**Consigna de trabajo**
Reescribe el pasaje del texto sobre la masacre de Charlie Hebdo que va de "Nos dimos cuenta ahora" a "depravación a destruir.", ambos incluidos, y sustituye "símbolo" por "emblema".

+++ Fragmento del texto

Todos dicen: «No cederemos». Y, sin embargo, ya cedimos cuando, atemorizados y bajo la bandera de los sentimientos ecuménicos, dejamos solo a Charlie Hebdo al publicar las caricaturas que satirizaban el islam.
En la revista no compartían esas caricaturas y detestaban su mal gusto. Pero libertarios e inconformistas, irreverentes y alejadísimos del ideologismo militarista de la sátira local, las publicaban igual. No nos dimos cuenta, al dejar solos a los periodistas y dibujantes de Charlie Hebdo, que los exponíamos a la venganza islamista. No advertimos el asesinato ritual del cineasta holandés Theo van Gogh. No advertimos que el caricaturista Kurt Westergaard se vio obligado a refugiarse en una habitación blindada mientras dos energúmenos intentaban amasijarlo a hachazos. No advertimos que no sólo Salman Rushdie se vio forzado a huir para escapar de una fatwa planetaria, sino también que su traductor japonés, Hitoshi Igarishe, había sido degollado y que su traductor italiano, Ettore Capriolo, terminó en un charco de sangre, vivo de milagro.
Nos dimos cuenta ahora de que con la masacre de Charlie Hebdo hemos tenido finalmente nuestro 11 de Septiembre europeo. La comparación consiste en el elevado valor simbólico de ambas carnicerías. En 2001, se atacó un símbolo de la riqueza y el poderío de Estados Unidos, del Imperio, de un Occidente opulento e «infiel». Anteayer, se atacó un símbolo de la libertad, de la opinión heterodoxa, del disenso sarcástico.
En la guerra cultural que el fundamentalismo jihadista ha descerrajado contra nuestro «estilo de vida», la libertad crítica, la ironía, la irreverencia, el rechazo del adoctrinamiento autoritario y la pluralidad de valores son el mal a erradicar, el pecado a extirpar, la depravación a destruir.
Como le gustaba decir al recordado Lucio Colletti, la «crítica de sí mismo» es esencial a las democracias europeas y occidentales: una reevaluación permanente de las opiniones dominantes, el autoexamen minucioso y casi obsesivo en su intransigente decisión de no dejar nada sin discutir, ningún dogma, ningún mandato.
La sátira, banalizada por la comunicación política habitual, se convierte, en cambio, en un arma letal contra los fundamentalistas, los fanáticos y los sacerdotes de los regímenes opresivos y asfixiantes. La sátira junta cultura y sonrisa, ironía y crítica. Sus caricaturas no sólo contienen fríos argumentos, sino que imponen una estética, y también el arte, las imágenes, los colores, cualquier descripción mental son tentaciones del demonio que a los custodios de una doctrina implacablemente totalitaria les resulta literalmente intolerable.

++++++
+++ Material proporcionado

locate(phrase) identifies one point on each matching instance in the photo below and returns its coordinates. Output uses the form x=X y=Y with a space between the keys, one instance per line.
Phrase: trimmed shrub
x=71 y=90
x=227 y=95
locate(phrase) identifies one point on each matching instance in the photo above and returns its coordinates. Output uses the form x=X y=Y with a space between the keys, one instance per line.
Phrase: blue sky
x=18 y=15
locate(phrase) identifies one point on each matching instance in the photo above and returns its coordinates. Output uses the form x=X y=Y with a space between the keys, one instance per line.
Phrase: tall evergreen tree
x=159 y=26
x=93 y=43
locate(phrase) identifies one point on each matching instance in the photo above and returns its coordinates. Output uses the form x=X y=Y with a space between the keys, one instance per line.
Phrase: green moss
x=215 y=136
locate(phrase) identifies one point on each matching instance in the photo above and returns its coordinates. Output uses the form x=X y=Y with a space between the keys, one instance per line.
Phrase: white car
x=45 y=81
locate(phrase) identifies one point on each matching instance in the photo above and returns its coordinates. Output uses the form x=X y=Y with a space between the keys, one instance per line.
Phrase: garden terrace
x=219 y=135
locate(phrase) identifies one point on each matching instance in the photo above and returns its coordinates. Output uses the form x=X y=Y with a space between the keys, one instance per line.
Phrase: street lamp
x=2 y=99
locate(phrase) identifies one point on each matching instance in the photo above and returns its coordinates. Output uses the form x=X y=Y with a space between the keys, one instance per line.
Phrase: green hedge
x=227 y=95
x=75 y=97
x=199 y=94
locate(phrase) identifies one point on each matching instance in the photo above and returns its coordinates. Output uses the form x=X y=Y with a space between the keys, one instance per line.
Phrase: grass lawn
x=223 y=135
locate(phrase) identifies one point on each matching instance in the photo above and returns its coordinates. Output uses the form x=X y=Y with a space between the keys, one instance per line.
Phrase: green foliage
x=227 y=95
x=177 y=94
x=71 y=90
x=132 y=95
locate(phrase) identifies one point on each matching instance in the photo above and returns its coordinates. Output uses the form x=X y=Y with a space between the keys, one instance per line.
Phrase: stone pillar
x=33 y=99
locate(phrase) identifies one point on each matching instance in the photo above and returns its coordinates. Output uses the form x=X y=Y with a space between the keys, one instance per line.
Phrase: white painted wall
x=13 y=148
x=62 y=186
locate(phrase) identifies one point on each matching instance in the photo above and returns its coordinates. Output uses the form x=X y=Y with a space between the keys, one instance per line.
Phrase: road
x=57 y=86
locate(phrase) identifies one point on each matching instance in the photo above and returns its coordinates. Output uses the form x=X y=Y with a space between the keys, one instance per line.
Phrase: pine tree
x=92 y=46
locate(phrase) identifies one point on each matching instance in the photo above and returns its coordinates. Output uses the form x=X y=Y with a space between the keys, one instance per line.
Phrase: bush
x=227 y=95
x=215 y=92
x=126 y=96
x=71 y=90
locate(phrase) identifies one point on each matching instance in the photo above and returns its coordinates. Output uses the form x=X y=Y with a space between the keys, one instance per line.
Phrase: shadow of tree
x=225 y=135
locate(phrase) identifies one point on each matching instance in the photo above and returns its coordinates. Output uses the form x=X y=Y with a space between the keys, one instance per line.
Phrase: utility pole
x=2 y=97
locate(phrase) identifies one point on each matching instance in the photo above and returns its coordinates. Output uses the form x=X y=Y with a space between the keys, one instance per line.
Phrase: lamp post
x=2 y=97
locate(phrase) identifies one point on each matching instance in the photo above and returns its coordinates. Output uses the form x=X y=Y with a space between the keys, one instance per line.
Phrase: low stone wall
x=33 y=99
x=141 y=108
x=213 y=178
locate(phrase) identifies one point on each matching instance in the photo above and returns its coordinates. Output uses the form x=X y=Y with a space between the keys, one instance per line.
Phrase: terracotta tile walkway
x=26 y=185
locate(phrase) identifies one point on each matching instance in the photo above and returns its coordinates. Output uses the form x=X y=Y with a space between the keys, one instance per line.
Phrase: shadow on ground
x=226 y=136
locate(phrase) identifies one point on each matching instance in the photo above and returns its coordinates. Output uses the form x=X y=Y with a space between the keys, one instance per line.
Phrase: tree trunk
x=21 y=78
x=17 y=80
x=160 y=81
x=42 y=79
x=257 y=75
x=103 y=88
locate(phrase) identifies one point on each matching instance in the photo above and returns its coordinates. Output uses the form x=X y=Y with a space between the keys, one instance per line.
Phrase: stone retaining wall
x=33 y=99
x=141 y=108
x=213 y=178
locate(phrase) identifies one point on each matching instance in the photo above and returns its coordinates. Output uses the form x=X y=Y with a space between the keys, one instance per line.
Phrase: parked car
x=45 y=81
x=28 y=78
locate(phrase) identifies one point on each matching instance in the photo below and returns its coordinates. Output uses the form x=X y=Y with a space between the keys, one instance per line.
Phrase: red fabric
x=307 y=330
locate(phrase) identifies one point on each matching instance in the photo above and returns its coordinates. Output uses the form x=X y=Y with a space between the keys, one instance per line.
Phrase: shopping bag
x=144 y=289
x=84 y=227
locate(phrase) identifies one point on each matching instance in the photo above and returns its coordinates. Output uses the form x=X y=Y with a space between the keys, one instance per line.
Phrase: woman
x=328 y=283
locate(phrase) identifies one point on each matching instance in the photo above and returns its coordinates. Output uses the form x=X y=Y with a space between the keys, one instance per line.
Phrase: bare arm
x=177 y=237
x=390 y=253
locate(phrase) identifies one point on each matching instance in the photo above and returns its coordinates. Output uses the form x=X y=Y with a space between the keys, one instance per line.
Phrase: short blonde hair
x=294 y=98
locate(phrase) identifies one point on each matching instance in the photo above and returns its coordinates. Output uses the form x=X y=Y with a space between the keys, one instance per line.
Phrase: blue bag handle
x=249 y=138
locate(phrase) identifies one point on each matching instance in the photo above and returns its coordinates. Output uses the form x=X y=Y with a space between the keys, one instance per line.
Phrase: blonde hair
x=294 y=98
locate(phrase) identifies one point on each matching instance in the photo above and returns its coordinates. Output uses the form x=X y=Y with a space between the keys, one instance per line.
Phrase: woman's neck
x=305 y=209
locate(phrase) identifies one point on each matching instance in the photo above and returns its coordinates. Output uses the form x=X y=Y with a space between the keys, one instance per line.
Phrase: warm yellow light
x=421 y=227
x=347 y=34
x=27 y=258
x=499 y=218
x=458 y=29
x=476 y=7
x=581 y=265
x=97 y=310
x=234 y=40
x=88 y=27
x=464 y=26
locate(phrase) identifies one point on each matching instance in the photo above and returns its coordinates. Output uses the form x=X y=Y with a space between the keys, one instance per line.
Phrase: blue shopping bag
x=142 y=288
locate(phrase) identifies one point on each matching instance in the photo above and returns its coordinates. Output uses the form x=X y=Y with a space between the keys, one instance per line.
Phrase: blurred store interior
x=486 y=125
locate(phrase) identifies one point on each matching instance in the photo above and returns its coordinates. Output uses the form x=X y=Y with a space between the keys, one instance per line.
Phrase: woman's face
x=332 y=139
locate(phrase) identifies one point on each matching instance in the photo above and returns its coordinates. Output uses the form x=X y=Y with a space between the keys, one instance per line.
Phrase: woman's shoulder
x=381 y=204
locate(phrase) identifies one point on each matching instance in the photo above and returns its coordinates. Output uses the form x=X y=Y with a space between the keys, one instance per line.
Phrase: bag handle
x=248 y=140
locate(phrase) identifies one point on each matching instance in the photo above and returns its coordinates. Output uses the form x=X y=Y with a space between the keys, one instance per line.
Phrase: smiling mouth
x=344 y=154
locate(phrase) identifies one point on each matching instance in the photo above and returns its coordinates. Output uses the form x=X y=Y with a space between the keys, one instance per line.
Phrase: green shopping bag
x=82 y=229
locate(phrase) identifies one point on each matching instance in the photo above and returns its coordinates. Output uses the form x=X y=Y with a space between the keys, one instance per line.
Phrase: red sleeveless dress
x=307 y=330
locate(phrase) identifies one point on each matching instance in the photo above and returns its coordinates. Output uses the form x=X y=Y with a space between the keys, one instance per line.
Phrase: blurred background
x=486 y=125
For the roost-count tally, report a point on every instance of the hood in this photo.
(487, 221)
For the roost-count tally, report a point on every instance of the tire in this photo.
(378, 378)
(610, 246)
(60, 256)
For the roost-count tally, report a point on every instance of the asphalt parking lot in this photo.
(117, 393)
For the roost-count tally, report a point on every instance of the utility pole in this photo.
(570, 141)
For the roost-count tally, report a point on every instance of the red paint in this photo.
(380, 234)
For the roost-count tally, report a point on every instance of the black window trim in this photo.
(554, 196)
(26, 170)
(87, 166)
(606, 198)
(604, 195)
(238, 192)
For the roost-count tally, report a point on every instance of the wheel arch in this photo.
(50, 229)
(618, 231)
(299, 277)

++++++

**Respuesta**
Nos dimos cuenta ahora de que con la masacre de Charlie Hebdo hemos tenido finalmente nuestro 11 de Septiembre europeo. La comparación consiste en el elevado valor simbólico de ambas carnicerías. En 2001, se atacó un emblema de la riqueza y el poderío de Estados Unidos, del Imperio, de un Occidente opulento e «infiel». Anteayer, se atacó un emblema de la libertad, de la opinión heterodoxa, del disenso sarcástico.
En la guerra cultural que el fundamentalismo jihadista ha descerrajado contra nuestro «estilo de vida», la libertad crítica, la ironía, la irreverencia, el rechazo del adoctrinamiento autoritario y la pluralidad de valores son el mal a erradicar, el pecado a extirpar, la depravación a destruir.